Excerpted data:
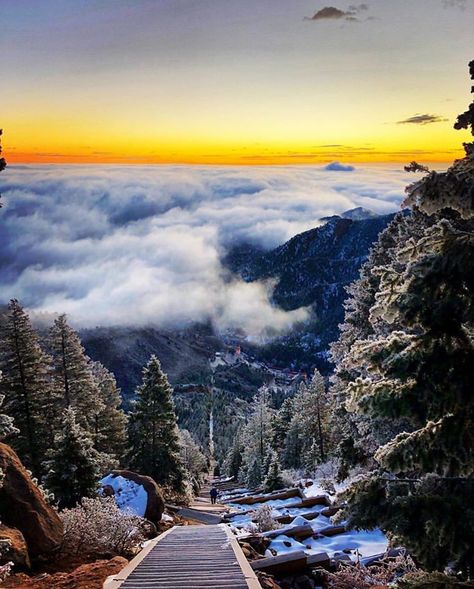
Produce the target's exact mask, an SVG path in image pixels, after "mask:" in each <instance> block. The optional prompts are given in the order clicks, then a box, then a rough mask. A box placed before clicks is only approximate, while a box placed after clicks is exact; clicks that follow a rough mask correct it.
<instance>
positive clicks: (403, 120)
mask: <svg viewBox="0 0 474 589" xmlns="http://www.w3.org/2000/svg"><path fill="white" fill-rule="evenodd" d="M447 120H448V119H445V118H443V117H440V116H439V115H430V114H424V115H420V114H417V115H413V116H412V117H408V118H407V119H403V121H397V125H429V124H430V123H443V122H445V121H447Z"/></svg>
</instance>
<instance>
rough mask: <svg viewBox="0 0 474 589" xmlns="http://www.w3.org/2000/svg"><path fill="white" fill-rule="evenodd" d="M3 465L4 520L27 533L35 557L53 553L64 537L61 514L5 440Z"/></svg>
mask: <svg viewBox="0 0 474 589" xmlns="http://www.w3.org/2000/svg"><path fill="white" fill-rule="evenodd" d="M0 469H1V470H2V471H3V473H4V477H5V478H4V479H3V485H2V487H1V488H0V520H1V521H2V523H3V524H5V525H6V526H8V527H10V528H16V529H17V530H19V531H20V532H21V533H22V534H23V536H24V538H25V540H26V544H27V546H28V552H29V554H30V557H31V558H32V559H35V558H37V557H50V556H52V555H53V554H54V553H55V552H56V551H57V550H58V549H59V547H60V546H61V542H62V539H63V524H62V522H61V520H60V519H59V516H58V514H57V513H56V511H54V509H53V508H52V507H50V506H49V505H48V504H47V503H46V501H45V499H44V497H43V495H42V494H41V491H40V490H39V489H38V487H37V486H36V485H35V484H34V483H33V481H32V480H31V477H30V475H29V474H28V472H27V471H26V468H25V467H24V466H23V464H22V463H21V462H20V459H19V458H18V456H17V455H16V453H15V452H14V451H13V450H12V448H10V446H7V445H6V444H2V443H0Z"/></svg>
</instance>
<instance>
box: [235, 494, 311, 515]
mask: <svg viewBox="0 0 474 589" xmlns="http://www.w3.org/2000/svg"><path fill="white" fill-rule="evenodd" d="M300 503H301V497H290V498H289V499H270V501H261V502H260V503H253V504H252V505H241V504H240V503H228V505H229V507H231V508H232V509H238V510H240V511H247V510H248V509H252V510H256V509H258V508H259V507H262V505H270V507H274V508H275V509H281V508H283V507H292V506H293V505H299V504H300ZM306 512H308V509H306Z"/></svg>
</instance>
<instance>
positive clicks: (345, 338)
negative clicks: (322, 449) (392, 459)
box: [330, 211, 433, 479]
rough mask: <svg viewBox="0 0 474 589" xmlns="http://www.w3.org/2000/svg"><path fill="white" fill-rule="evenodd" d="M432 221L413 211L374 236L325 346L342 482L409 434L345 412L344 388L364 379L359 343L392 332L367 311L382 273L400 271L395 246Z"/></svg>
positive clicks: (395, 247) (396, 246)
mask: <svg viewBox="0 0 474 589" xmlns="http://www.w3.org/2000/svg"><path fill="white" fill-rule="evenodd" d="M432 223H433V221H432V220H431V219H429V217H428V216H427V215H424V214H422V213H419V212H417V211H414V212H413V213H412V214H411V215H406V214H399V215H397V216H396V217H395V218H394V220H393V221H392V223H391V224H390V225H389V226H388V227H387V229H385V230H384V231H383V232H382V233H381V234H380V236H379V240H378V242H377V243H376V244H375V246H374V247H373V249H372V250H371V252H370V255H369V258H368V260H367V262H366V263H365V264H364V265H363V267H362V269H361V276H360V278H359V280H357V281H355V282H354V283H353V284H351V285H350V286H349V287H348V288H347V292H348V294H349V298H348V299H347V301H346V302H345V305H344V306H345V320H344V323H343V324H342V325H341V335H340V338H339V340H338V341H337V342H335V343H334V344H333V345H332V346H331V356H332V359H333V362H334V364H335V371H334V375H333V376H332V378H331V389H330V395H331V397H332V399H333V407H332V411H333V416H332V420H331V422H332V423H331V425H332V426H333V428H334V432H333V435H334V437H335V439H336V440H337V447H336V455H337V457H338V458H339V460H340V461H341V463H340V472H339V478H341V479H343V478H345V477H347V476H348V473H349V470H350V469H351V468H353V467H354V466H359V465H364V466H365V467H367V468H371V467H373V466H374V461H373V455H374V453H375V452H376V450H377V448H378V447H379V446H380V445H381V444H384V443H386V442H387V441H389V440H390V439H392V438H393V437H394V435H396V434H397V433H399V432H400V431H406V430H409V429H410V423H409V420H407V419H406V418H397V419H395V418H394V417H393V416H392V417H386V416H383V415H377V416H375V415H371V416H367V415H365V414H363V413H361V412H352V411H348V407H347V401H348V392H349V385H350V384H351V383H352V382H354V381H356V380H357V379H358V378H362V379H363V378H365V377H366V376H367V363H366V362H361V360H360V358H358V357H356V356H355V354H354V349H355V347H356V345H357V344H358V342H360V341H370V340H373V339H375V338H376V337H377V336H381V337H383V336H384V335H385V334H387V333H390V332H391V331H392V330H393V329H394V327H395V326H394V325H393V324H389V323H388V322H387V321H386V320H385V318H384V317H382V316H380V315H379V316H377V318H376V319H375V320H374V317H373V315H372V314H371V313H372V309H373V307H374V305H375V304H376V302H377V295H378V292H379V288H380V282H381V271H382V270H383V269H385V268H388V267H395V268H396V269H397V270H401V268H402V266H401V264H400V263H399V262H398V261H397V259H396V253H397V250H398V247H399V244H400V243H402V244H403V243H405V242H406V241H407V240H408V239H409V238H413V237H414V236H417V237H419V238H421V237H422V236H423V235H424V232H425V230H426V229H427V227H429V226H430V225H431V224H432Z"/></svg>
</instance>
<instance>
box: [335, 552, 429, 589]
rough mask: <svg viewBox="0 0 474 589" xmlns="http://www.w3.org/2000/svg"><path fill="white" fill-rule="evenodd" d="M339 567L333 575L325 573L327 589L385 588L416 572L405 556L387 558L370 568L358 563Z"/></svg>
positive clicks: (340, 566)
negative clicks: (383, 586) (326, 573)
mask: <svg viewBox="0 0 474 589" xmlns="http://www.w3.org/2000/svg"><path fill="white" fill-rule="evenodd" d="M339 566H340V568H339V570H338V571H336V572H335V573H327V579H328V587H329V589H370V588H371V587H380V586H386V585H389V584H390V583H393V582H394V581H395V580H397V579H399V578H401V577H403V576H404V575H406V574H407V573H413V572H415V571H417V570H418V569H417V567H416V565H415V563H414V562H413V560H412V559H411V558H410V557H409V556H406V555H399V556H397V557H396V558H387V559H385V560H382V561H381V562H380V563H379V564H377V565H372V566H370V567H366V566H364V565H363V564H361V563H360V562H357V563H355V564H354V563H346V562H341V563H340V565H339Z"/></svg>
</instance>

What is needed: Transcribe all the lines above exactly, apart from the pictures.

Task output:
Produce the target's exact mask, an SVG path in image pixels, after "mask:" in each <instance> block. The optional prompts are given in the order clicks, then a box, then a rough mask. A box placed before clicks is only approximate, while a box placed after clicks is exact; clicks that follow a rough mask correct it.
<instance>
positive clicks: (403, 120)
mask: <svg viewBox="0 0 474 589" xmlns="http://www.w3.org/2000/svg"><path fill="white" fill-rule="evenodd" d="M447 120H448V119H445V118H443V117H440V116H439V115H430V114H424V115H420V114H417V115H413V116H412V117H408V118H407V119H403V121H397V125H429V124H430V123H443V122H445V121H447Z"/></svg>
</instance>
<instance>
rough mask: <svg viewBox="0 0 474 589" xmlns="http://www.w3.org/2000/svg"><path fill="white" fill-rule="evenodd" d="M3 465L4 520L27 533L35 557L53 553L64 537L61 514L5 440Z"/></svg>
mask: <svg viewBox="0 0 474 589" xmlns="http://www.w3.org/2000/svg"><path fill="white" fill-rule="evenodd" d="M0 469H1V470H2V471H3V473H4V477H5V478H4V479H3V485H2V487H1V488H0V520H1V521H2V523H3V524H5V525H6V526H8V527H10V528H16V529H17V530H19V531H20V532H21V533H22V534H23V536H24V538H25V540H26V544H27V546H28V552H29V554H30V557H31V558H32V559H35V558H37V557H50V556H52V555H53V554H54V553H55V552H56V551H57V550H58V549H59V547H60V546H61V542H62V539H63V524H62V522H61V520H60V519H59V516H58V514H57V513H56V511H54V509H53V508H52V507H50V506H49V505H48V504H47V503H46V501H45V499H44V497H43V495H42V494H41V491H40V490H39V489H38V487H37V486H36V485H35V484H34V483H33V481H32V480H31V477H30V475H29V474H28V472H27V471H26V468H25V467H24V466H23V464H22V463H21V462H20V459H19V458H18V456H17V455H16V453H15V452H14V451H13V450H12V448H10V446H7V445H6V444H2V443H0Z"/></svg>
</instance>
<instance>
box: [235, 494, 311, 515]
mask: <svg viewBox="0 0 474 589" xmlns="http://www.w3.org/2000/svg"><path fill="white" fill-rule="evenodd" d="M300 503H301V497H290V498H289V499H270V501H261V502H260V503H253V504H252V505H241V504H240V503H228V505H229V507H231V508H232V509H238V510H240V511H247V510H248V509H252V510H256V509H258V508H259V507H262V505H270V507H274V508H275V509H281V508H283V507H292V506H293V505H299V504H300ZM306 512H308V509H306Z"/></svg>
</instance>
<instance>
positive clicks: (345, 338)
negative clicks: (322, 449) (392, 459)
box: [330, 211, 433, 479]
rough mask: <svg viewBox="0 0 474 589" xmlns="http://www.w3.org/2000/svg"><path fill="white" fill-rule="evenodd" d="M432 221L413 211L374 236L325 346L342 482L409 434L345 412L344 388L364 379L359 343L392 332L367 311L382 273L400 271L395 246Z"/></svg>
positive clicks: (395, 247) (396, 246)
mask: <svg viewBox="0 0 474 589" xmlns="http://www.w3.org/2000/svg"><path fill="white" fill-rule="evenodd" d="M432 223H433V221H432V220H431V219H429V217H428V216H427V215H424V214H422V213H419V212H417V211H414V212H413V213H412V214H411V215H406V214H399V215H397V216H396V217H395V218H394V220H393V221H392V223H391V224H390V225H389V226H388V227H387V229H385V230H384V231H383V232H382V233H381V234H380V236H379V240H378V242H377V243H376V244H375V246H374V247H373V249H372V250H371V252H370V255H369V258H368V260H367V262H366V263H365V264H364V265H363V267H362V269H361V276H360V278H359V280H357V281H355V282H354V283H353V284H351V285H350V286H349V287H348V288H347V292H348V294H349V298H348V299H347V301H346V302H345V305H344V306H345V320H344V323H343V324H342V325H341V335H340V338H339V340H338V341H337V342H335V343H334V344H333V345H332V346H331V356H332V359H333V362H334V364H335V371H334V375H333V376H332V378H331V389H330V395H331V397H332V399H333V407H332V411H333V416H332V420H331V422H332V423H331V425H332V426H333V428H334V432H333V435H334V437H335V439H336V440H337V447H336V455H337V457H338V458H339V460H340V461H341V463H340V472H339V478H341V479H343V478H345V477H347V476H348V473H349V470H350V469H351V468H353V467H354V466H359V465H364V466H365V467H367V468H371V467H373V466H374V461H373V455H374V453H375V452H376V450H377V448H378V447H379V446H380V445H381V444H384V443H386V442H387V441H389V440H390V439H392V438H393V437H394V435H396V434H397V433H399V432H400V431H406V430H409V429H410V423H409V420H407V419H406V418H397V419H395V418H394V417H393V416H392V417H386V416H383V415H377V416H375V415H371V416H367V415H365V414H363V413H361V412H352V411H348V407H347V401H348V392H349V385H350V384H351V383H352V382H354V381H356V380H357V379H358V378H362V379H363V378H365V377H366V376H367V363H366V362H361V360H360V358H358V357H356V356H355V354H354V349H355V347H356V345H357V344H358V342H360V341H370V340H373V339H375V338H376V337H377V336H381V337H383V336H384V335H385V334H387V333H390V332H391V331H392V330H393V329H394V327H395V326H394V325H393V324H389V323H388V322H387V321H386V320H385V318H384V317H382V316H380V315H379V316H377V318H376V319H375V320H374V317H373V315H372V314H371V313H372V309H373V307H374V305H375V304H376V302H377V295H378V292H379V288H380V282H381V271H382V270H383V269H385V268H388V267H395V268H396V269H397V270H401V268H402V266H401V264H400V263H399V262H398V261H397V259H396V253H397V250H398V247H399V244H400V243H402V244H403V243H405V242H406V241H407V240H408V239H409V238H413V237H414V236H417V237H419V238H421V237H422V236H423V235H424V232H425V230H426V229H427V227H429V226H430V225H431V224H432Z"/></svg>
</instance>
<instance>
box: [335, 552, 429, 589]
rough mask: <svg viewBox="0 0 474 589" xmlns="http://www.w3.org/2000/svg"><path fill="white" fill-rule="evenodd" d="M339 567L333 575L325 573L327 589L385 588L416 572L405 556L387 558L370 568L358 563Z"/></svg>
positive clicks: (340, 566)
negative clicks: (383, 586) (326, 573)
mask: <svg viewBox="0 0 474 589" xmlns="http://www.w3.org/2000/svg"><path fill="white" fill-rule="evenodd" d="M339 566H340V568H339V570H338V571H336V572H335V573H327V579H328V587H329V589H370V588H371V587H380V586H386V585H389V584H390V583H393V582H394V581H395V580H397V579H399V578H401V577H403V576H404V575H406V574H407V573H413V572H415V571H417V570H418V569H417V567H416V565H415V563H414V562H413V560H412V559H411V558H410V557H409V556H406V555H399V556H397V557H396V558H387V559H385V560H382V561H381V562H380V563H379V564H377V565H372V566H370V567H366V566H364V565H363V564H361V563H360V562H357V563H355V564H354V563H346V562H341V563H340V565H339Z"/></svg>
</instance>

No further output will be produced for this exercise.